::: Source document

Writen by Bryce Whitty
As a computer technician, my clients frequently ask me “Why do people create computer viruses?”, especially after I have been called out to remove a virus from their computer. This is what I tell them.
There are hundreds of thousands of viruses out there (if not millions) and they often designed for different objectives. Most of them fall under the following categories:
- To take control of a computer and use it for specific tasks
- To generate money
- To steal sensitive information (credit card numbers, passwords, personal details, data etc.)
- To prove a point, to prove it can be done, to prove ones skill or for revenge purposes
- To cripple a computer or network
To Take Control of a Computer and Use It for Specific Tasks
This is the most common type of virus, which is better classified as a trojan. These types of viruses are usually downloaded unknowingly by the computer user thinking that the file is something else, such as a file sent from a instant messenger friend or email attachment.
Once the host computer has been infected (known as a zombie computer), the trojan joins a private chat channel and awaits orders from its “Zombie Master”. This Zombie Master who is often the virus creator, will gather thousands of infected machines called a botnet and use them to mount attacks on web servers. The Zombie Master can command each of these infected computers will send a tiny bit of information to a web server – because there are potentially thousands of computers doing this at once, it often overloads the server.
The Zombie Master may want to do this to another website because it is a rival website, a figurehead website (such as whitehouse.gov) or it may be part of an extortion plan. “Send me $5000 or your Toy selling website will be offline over the Christmas holidays”.
The Zombie Master can also use these infected computers to send spam while the zombie master remains anonymous and the blame goes to the infected computers.
To Generate Money
These types of infections often masquerade as free spyware or virus removal tools (known as rogueware). Once ran, these fake applications will “scan” your computer and say it found has someviruses (even if there arent any) and in order to remove them, you must pay for the full version of the application. A good example of such a infection is called Myzor.fk whichwe have written about in the past.
Steal sensitive information
These types of viruses can sniff the traffic going in or out of a computer for interesting information such as passwords or credit card numbers and send it back to the virus creator. These types of viruses often use keylogging as a method of stealing information where it maintains a record of everything that is typed into the computer such as emails, passwords, home banking data, instant messenger chats etc..

::::::
::: Data extracts

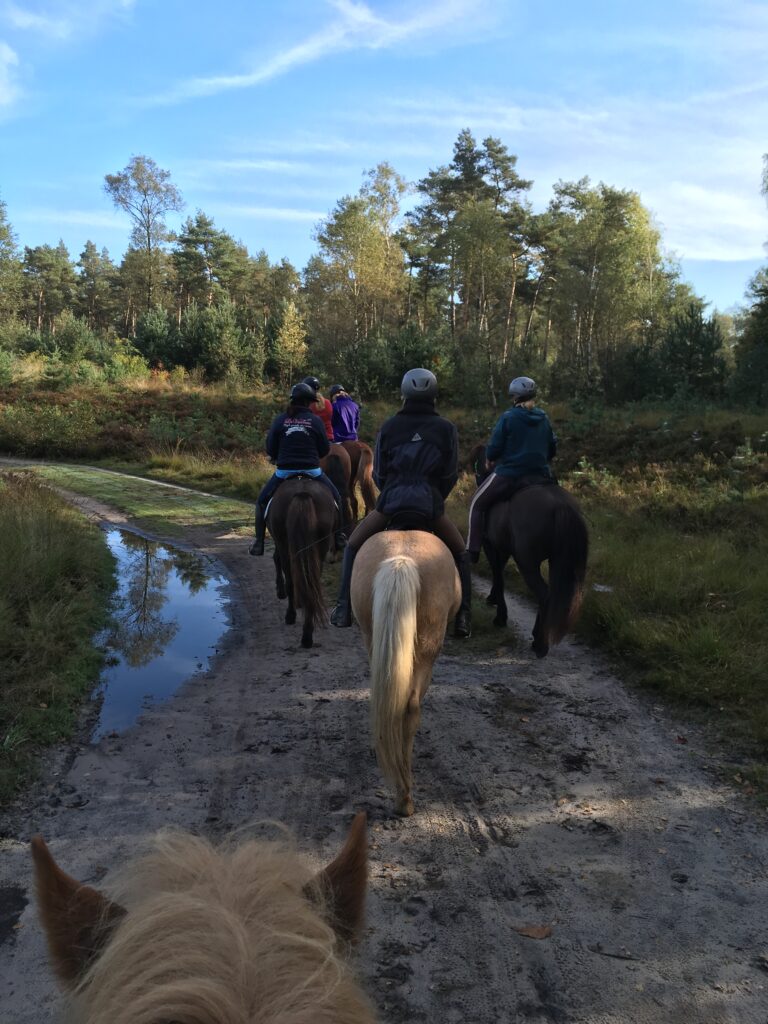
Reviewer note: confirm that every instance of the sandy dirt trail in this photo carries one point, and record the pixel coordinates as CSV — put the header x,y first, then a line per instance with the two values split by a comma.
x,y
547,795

::::::
::: Data extracts

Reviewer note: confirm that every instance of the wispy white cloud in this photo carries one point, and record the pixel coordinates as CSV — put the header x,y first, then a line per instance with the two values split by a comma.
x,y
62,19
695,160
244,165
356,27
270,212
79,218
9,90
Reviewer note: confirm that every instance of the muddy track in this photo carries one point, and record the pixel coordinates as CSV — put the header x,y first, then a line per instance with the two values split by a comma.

::::::
::: Data extracts

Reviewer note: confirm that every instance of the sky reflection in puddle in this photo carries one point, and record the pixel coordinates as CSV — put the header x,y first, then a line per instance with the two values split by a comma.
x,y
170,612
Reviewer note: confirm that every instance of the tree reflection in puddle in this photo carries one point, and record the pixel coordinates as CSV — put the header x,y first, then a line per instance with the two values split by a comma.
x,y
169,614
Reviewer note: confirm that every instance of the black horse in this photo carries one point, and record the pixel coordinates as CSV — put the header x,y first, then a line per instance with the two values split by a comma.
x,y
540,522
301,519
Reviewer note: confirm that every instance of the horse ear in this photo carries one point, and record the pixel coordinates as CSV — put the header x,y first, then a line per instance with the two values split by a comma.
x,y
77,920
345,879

::::::

### Work task
Pick up the article on why people create computer viruses and keep writing it from its last sentence.

### Response for this exercise
The above mentioned methods also allows an attacker to gather an incredible amount of data about a person which can be used for identity theft purposes.
To Prove a Point, To Prove it Can Be Done, To Prove Ones Skill or For Revenge Purposes
A perfect example of this type of virus was the famous MS.Blaster virus (aka Lovesan) which infected hundreds of thousands of computers back in August 2003.
This virus would cause the system to restart after 60 seconds and had two hidden messages written in its code:
One was “I just want to say LOVE YOU SAN!!” which is why the virus is sometimes called Lovesan, and the other message was “billy gates why do you make this possible ? Stop making money and fix your software!!”
It is believed that purpose of this virus was to prove how easily exploitable a Windows system is.
To Cripple a Computer or Network
Few viruses now days are intended to disable a computer because it stops viruses ability to spread to other computers. Computer crippling viruses still exist, but nowhere near as common as the viruses mentioned above. The worst type of computer crippling viruses were back in the days of the 486 computers where the virus would overwrite the Master Boot Record (MBR) of the computer which would often prevent the computer from starting up at all.
Unlike computer crippling viruses, network crippling viruses are all too common now days. Most viruses that are designed to launch a Denial of Service attack will cause a significant load on a computer network, often bringing it down completely.